Шрифт:
— Видно, ничего из моей идеи не выйдет, — с грустью проговорил отец. — Ну что же, им виднее.
Я пожалел его. Хотелось помочь. Но как? Я искренне считал, что полез он не в свое дело.
Отпуск пролетел быстро, отец вернулся в Москву, и мы с ним. Разбирая накопившиеся за месяц научные журналы и информационные бюллетени, я в одном из них наткнулся на краткое сообщение о предложенном американцами новом методе защиты баллистических ракет от ядерного удара. Рядом помещался небольшой чертежик: вертикальная шахта, в ней цилиндр, а уж в цилиндре ракета. Стрелками показывалось, как горячие газы от двигателей втягиваются в зазор между стенкой шахты и цилиндром, выбрасываются прочь, наверх в воздух, совсем как предлагал отец.
Я отложил листочки в сторону — вечером дома покажу отцу, сделаю ему приятное.
Когда я рассказал ему о своем открытии и показал принесенную картинку, отец обрадовался, как ребенок. Он долго рассматривал чертежик, а потом на прогулке все рассуждал о том, что бывает, и хорошие инженеры ошибаются, не распознают сразу стоящую идею.
По моей раскладке, события лета 1958 года стали последними в серии толчков, порожденных суэцким «взрывом» в октябре — ноябре 1956 года. Последний раз встали друг против друга американские морские пехотинцы, английские стрелки и советские дивизии. Разделяла их на сей раз территория Ирака.
В понимании отца, Ирак оставался вотчиной колониализма, а правительство Нури Сайда — олицетворением продажности и реакционности. Не случайно, направленный против нашей страны военный союз носил название Багдадского пакта.
Неожиданно в ночь с 13 на 14 июля 1958 года в Багдаде произошел военный переворот. Одна из дивизий иракской армии проходила через Багдад. Ее командир Абдель Керим Касем, ворвавшийся в королевский дворец, даже не захватил, просто поднял брошенную Нури Саидом власть.
Первым делом новое правительство денонсировало Багдадский пакт. Тем самым оно, по меркам того времени, автоматически становилось «нашим», «своим». Реакция не заставила себя ждать. Уже на следующий день, 15 июля, американцы высадили своих морских пехотинцев в Иордании. Благо там уже четвертый месяц не прекращались вооруженные столкновения, имелись все основания для вмешательства.

» **Предоставленные материалы**:
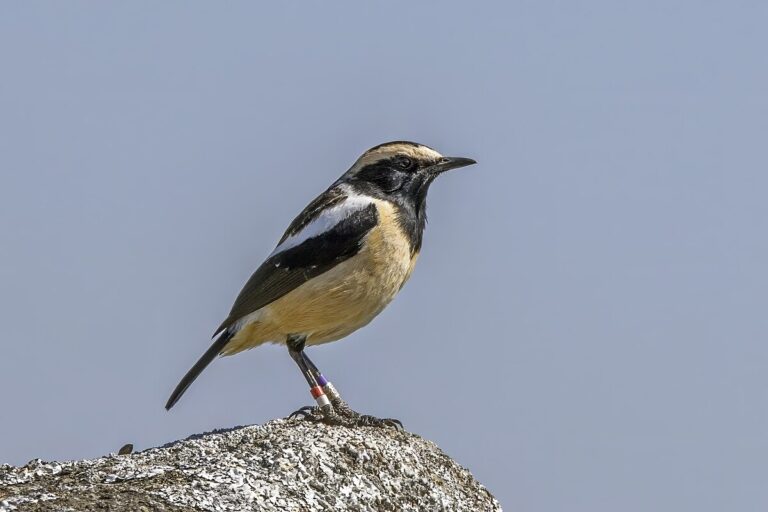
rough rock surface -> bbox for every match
[0,420,501,512]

» **Условие задания**: Измените отрывок о событиях лета 1958 года: выпишите всё от «В понимании отца, Ирак» до «основания для вмешательства.», заменив «военный переворот» на «государственный переворот».

» **Ответ к заданию**:
В понимании отца, Ирак оставался вотчиной колониализма, а правительство Нури Сайда — олицетворением продажности и реакционности. Не случайно, направленный против нашей страны военный союз носил название Багдадского пакта.
Неожиданно в ночь с 13 на 14 июля 1958 года в Багдаде произошел государственный переворот. Одна из дивизий иракской армии проходила через Багдад. Ее командир Абдель Керим Касем, ворвавшийся в королевский дворец, даже не захватил, просто поднял брошенную Нури Саидом власть.
Первым делом новое правительство денонсировало Багдадский пакт. Тем самым оно, по меркам того времени, автоматически становилось «нашим», «своим». Реакция не заставила себя ждать. Уже на следующий день, 15 июля, американцы высадили своих морских пехотинцев в Иордании. Благо там уже четвертый месяц не прекращались вооруженные столкновения, имелись все основания для вмешательства.